Texto fornecido:
________________________

29 Junho 2011
O cardeal Angelo Scola foi nomeado na manhã desta terça-feira, dia 28, como o novo chefe da arquidiocese de Milão, a maior diocese da Itália. No texto que segue, o vaticanista norte-americano analisa quem é Scola e o que a sua nomeação a Milão pode significar. O artigo foi escrito para a edição impressa do National Catholic Reporter, do dia 24 de junho, antes, portanto, de a nomeação Scola ter sido anunciada.
A análise é de John L. Allen Jr., publicada no sítio National Catholic Reporter, 24-06-2011. A tradução é de Moisés Sbardelotto.
Eis o texto.
Às vezes, um cargo é importante não apenas por aquilo que o seu ocupante faz, mas pelo que ele simboliza. Na Igreja Católica, não há melhor exemplo do que o arcebispo de Milão, na Itália, cujo titular é quase automaticamente considerado "tanto papabile", ou seja, um dos principais candidatos para se tornar o próximo papa.
No século XX, dois arcebispos de Milão chegaram ao papado, Pio XI e Paulo VI, enquanto outros dois, os cardeais Carlo Maria Martini e Dionigi Tettamanzi, passaram mais ou menos todo o seu mandato cercados pela especulação sobre suas perspectivas futuras.
Esse pano de fundo torna a atual contagem regressiva para a escolha do Papa Bento XVI de quem irá assumir depois de Tettamanzi – que é esperada para breve – uma questão de interesse de todo o mundo católico. De acordo com o veterano vaticanista Andrea Tornielli, o principal candidato é um rosto já conhecido: o cardeal Angelo Scola, de Veneza, Itália.
Se Scola, de fato, for para Milão, ele provavelmente será anunciado na mídia como uma espécie de príncipe coroado do catolicismo – o item de destaque em toda notícia ou transmissão sobre o próximo conclave a partir de agora, até quando ele de fato ocorrer.
Mesmo sem o prestígio dos candidatos a papa, os observadores da Igreja consideram Scola, 69 anos, há muito tempo como uma figura intrigante. Ele está muito teologicamente em sincronia com o atual pontificado, mas com uma personalidade mais extrovertida, uma perspectiva profundamente global e um otimismo um pouco maior com relação às perspectivas da Igreja no aqui e agora.
Nascido em 1941, em Malgrate, Itália, uma pequena cidade da região da Lombardia, Scola teve uma origem humilde – seu pai era motorista de caminhão; sua mãe, uma dona de casa. Frequentou a Universidade do Sagrado Coração de Milão no início dos anos 1960, onde se tornou amigo e discípulo de um padre italiano chamado Mons. Luigi Giussani, fundador do movimento Comunhão e Libertação.
Na época, os italianos viam o Comunhão e Libertação como uma alternativa conservadora tanto para o movimento da Ação Católica, quanto ao ethos amplamente progressista da arquidiocese de Milão com os cardeais Giovanni Battista Montini (que se tornou Paulo VI) e Giovanni Colombo.

________________________

Registros de pontos rotulados
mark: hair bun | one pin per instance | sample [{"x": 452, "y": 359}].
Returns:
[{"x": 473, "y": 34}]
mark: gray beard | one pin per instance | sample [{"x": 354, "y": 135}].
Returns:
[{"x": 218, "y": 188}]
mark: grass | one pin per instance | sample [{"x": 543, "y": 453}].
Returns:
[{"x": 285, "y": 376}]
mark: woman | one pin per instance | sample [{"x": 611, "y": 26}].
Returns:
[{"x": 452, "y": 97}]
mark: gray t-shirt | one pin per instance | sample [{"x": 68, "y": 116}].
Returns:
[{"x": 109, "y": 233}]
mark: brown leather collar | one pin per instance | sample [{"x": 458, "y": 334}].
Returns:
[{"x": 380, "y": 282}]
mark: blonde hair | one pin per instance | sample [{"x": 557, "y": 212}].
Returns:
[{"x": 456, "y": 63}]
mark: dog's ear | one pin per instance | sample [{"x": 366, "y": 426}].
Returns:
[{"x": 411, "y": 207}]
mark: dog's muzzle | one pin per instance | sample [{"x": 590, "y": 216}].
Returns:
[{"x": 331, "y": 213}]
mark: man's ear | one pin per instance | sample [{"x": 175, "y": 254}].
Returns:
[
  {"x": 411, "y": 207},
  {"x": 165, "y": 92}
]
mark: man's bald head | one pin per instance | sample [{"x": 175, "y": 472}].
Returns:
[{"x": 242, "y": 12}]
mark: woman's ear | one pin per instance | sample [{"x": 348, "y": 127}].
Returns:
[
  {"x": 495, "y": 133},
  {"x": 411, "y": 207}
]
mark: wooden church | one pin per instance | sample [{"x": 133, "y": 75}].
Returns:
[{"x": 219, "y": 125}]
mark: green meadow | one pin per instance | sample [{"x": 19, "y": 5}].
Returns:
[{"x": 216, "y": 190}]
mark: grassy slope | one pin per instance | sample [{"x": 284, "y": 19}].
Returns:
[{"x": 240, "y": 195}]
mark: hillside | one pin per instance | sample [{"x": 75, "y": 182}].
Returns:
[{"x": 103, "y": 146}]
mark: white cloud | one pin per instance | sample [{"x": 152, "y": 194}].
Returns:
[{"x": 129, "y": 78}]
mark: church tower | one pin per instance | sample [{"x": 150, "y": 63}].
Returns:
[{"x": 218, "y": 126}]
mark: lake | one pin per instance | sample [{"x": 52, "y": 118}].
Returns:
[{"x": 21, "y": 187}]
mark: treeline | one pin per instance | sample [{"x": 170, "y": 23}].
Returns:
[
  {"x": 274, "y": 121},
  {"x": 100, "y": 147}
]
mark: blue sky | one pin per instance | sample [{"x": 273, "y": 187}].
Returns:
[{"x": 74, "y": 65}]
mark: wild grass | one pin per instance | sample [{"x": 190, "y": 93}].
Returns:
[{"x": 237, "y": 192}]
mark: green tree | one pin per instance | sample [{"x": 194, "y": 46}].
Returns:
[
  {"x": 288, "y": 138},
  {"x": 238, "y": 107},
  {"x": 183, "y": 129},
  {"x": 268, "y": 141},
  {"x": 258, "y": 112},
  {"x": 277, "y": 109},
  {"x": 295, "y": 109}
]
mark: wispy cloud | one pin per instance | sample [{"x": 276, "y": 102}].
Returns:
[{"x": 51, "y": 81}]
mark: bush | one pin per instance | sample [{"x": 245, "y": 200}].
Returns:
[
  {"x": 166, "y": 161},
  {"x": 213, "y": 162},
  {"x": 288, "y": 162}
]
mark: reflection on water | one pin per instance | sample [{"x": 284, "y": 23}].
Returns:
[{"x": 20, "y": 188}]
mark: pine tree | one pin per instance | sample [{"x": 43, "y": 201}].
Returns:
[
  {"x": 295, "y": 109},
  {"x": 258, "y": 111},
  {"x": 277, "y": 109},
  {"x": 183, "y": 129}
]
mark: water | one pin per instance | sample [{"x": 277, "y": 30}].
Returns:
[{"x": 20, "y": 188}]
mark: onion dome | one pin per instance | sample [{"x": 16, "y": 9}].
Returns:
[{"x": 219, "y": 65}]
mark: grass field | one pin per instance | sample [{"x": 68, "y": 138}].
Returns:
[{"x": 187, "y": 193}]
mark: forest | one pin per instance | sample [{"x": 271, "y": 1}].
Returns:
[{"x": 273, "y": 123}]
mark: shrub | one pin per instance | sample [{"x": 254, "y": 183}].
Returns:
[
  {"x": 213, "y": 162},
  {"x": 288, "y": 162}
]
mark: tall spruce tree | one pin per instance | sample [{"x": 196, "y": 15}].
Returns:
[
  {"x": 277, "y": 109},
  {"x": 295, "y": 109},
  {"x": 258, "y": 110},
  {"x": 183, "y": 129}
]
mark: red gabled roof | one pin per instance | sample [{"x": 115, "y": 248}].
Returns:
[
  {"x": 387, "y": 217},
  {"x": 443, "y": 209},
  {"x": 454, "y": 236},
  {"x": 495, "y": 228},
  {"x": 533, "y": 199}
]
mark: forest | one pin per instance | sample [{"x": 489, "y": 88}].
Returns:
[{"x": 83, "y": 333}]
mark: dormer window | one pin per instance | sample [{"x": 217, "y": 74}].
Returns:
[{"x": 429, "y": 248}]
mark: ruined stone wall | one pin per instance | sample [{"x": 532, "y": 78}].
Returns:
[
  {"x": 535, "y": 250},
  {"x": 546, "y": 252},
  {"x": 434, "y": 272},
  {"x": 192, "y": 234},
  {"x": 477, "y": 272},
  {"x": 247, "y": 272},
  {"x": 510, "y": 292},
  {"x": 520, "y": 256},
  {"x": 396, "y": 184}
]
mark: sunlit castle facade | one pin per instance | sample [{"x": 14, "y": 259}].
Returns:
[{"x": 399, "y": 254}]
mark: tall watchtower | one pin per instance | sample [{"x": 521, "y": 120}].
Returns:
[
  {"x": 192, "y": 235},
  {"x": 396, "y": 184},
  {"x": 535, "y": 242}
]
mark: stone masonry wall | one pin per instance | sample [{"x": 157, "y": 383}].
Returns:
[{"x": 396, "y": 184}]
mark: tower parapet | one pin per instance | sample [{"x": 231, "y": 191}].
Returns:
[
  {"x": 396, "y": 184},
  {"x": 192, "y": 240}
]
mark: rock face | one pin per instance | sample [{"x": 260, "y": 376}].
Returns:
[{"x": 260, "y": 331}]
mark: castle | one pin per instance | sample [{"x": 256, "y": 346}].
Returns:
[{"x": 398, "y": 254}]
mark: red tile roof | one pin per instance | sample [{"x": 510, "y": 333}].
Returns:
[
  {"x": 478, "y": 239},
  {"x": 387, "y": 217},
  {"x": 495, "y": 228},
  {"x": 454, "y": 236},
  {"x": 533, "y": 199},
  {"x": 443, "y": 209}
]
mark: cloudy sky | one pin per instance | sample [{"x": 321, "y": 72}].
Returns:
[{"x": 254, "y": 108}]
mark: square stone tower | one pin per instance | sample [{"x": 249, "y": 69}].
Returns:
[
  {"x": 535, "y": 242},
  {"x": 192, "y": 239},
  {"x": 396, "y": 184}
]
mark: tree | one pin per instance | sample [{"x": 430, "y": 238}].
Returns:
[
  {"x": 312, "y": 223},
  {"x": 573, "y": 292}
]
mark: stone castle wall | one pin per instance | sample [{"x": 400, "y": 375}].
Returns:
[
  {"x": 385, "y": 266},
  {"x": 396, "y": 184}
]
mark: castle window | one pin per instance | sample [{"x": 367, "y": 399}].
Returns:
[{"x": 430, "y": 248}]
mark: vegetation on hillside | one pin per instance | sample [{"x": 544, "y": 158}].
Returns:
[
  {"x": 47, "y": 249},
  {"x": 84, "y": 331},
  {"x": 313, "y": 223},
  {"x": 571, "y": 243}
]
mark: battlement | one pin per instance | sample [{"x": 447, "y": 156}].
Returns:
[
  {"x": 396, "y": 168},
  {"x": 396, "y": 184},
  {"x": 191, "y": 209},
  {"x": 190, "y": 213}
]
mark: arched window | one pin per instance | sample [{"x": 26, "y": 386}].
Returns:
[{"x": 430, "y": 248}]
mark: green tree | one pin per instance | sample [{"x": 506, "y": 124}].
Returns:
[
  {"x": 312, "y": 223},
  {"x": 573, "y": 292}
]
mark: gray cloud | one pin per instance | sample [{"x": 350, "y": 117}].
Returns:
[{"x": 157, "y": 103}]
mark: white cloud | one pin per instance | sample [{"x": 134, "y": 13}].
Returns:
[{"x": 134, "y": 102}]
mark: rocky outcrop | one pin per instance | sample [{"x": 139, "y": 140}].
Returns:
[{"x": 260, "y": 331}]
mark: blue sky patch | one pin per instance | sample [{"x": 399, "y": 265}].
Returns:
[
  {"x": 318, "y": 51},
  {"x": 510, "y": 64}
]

________________________

Enunciado 1: Quais pessoas o texto sobre a nomeação de Scola menciona com o título de cardeal? Liste todas.
Enunciado 2: Copie do texto sobre a nomeação de Scola o trecho que começa nas palavras "Mesmo sem o" e vai até "aqui e agora.", inclusive.
A listagem não tem nenhuma relação com o texto.

Resposta do exercício 1: Angelo Scola, Carlo Maria Martini, Dionigi Tettamanzi, Giovanni Battista Montini e Giovanni Colombo.

Resposta do exercício 2:
Mesmo sem o prestígio dos candidatos a papa, os observadores da Igreja consideram Scola, 69 anos, há muito tempo como uma figura intrigante. Ele está muito teologicamente em sincronia com o atual pontificado, mas com uma personalidade mais extrovertida, uma perspectiva profundamente global e um otimismo um pouco maior com relação às perspectivas da Igreja no aqui e agora.